- _WHAT NEEDS TO BE DONE_
Rename "target class" to "object category" in all the entries below and write the lines out again with nothing else changed. Leave the pictures out.

(Collected data)
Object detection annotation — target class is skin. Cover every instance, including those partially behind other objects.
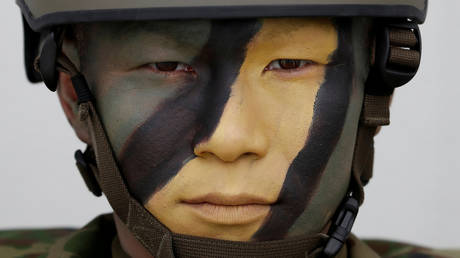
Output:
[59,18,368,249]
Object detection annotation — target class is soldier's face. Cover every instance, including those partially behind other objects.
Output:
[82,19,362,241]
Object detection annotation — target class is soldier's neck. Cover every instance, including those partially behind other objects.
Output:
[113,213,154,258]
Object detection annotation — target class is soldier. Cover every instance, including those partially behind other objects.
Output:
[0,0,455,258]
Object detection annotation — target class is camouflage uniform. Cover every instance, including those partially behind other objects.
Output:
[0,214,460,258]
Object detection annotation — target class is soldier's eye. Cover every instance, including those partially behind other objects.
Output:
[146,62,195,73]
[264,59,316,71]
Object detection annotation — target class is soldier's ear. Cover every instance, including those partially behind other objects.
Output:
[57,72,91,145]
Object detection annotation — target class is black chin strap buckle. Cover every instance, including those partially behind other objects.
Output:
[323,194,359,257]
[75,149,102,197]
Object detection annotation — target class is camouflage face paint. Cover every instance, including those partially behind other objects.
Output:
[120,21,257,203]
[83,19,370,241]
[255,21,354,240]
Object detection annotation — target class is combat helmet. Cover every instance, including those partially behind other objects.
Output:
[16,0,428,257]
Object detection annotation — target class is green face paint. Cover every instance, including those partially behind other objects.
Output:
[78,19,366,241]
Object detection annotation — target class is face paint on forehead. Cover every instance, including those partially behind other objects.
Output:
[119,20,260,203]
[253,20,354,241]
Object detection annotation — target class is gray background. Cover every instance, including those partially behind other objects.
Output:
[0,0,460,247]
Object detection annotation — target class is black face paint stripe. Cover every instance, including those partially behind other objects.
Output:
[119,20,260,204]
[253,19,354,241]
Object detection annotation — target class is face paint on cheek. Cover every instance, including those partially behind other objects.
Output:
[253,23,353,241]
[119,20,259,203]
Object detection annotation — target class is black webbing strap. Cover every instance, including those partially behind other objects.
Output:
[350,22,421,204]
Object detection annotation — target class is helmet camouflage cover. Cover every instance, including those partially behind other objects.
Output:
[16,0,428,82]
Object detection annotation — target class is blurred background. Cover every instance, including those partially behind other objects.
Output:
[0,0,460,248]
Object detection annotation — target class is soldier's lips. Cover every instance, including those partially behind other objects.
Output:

- _RESPONSE TO THE EXERCISE_
Object detection annotation — object category is skin. Cover every instance, including those partially behind other objects.
Output:
[59,18,368,249]
Object detection annotation — object category is soldier's face. Cover every instance, including those partially behind other objects.
Output:
[82,19,362,241]
Object detection annotation — object category is soldier's neck. Cover every instance, including those partially behind other objects.
Output:
[113,213,154,258]
Object detection annotation — object category is soldier. Cover every instance, including those partially behind other objects.
Output:
[0,0,455,258]
Object detection annotation — object category is camouflage uniform. Cover every instance, including those partially behind other objects.
Output:
[0,214,460,258]
Object detection annotation — object category is soldier's eye. Cover every instance, including those partially behind other objects.
Output:
[146,62,195,73]
[264,59,316,71]
Object detection annotation — object category is soldier's ear. Cover every instance, including those partially behind other objects.
Output:
[57,72,91,145]
Object detection annotation — object category is black chin strap buckle. Cover every instance, including those partially behind other objects.
Output:
[323,194,359,257]
[75,149,102,197]
Object detection annotation — object category is camouflage face paint. Cover every instance, including those partially behind other objects.
Output:
[120,21,257,203]
[83,19,370,241]
[255,21,354,240]
Object detection annotation — object category is combat helmet. Cover every instance, including those partially behind other objects.
Output:
[16,0,428,257]
Object detection annotation — object category is green face paint. Cover every instance, including those partially behind other objects.
Output:
[78,19,366,241]
Object detection annotation — object category is face paint on forehead. Cover every instance, including those partially behind other objects.
Output:
[119,20,260,203]
[253,20,354,241]
Object detection annotation — object category is gray background. Cover every instance, including those partially behind other objects.
Output:
[0,0,460,247]
Object detection annotation — object category is black face paint stripe. Cover every instance, including those partially behind other objects.
Output:
[119,20,260,204]
[253,19,354,241]
Object detection annotation — object category is face paint on cheek. Cover every instance, including those partially behind other objects.
Output:
[253,23,353,241]
[119,20,259,203]
Object detection annotation — object category is black webbing strap. Cover every instance, including those partially behind other objects.
Output:
[350,22,421,204]
Object detection annotation — object category is helmet camouflage cover. Cover every instance, including those partially behind other objects.
Output:
[16,0,428,82]
Object detection annotation — object category is blurred background. Cover every instance, including those partially behind other objects.
Output:
[0,0,460,248]
Object detection annotation — object category is soldier's lips. Cover every instance, including those partially behind other objects.
Output:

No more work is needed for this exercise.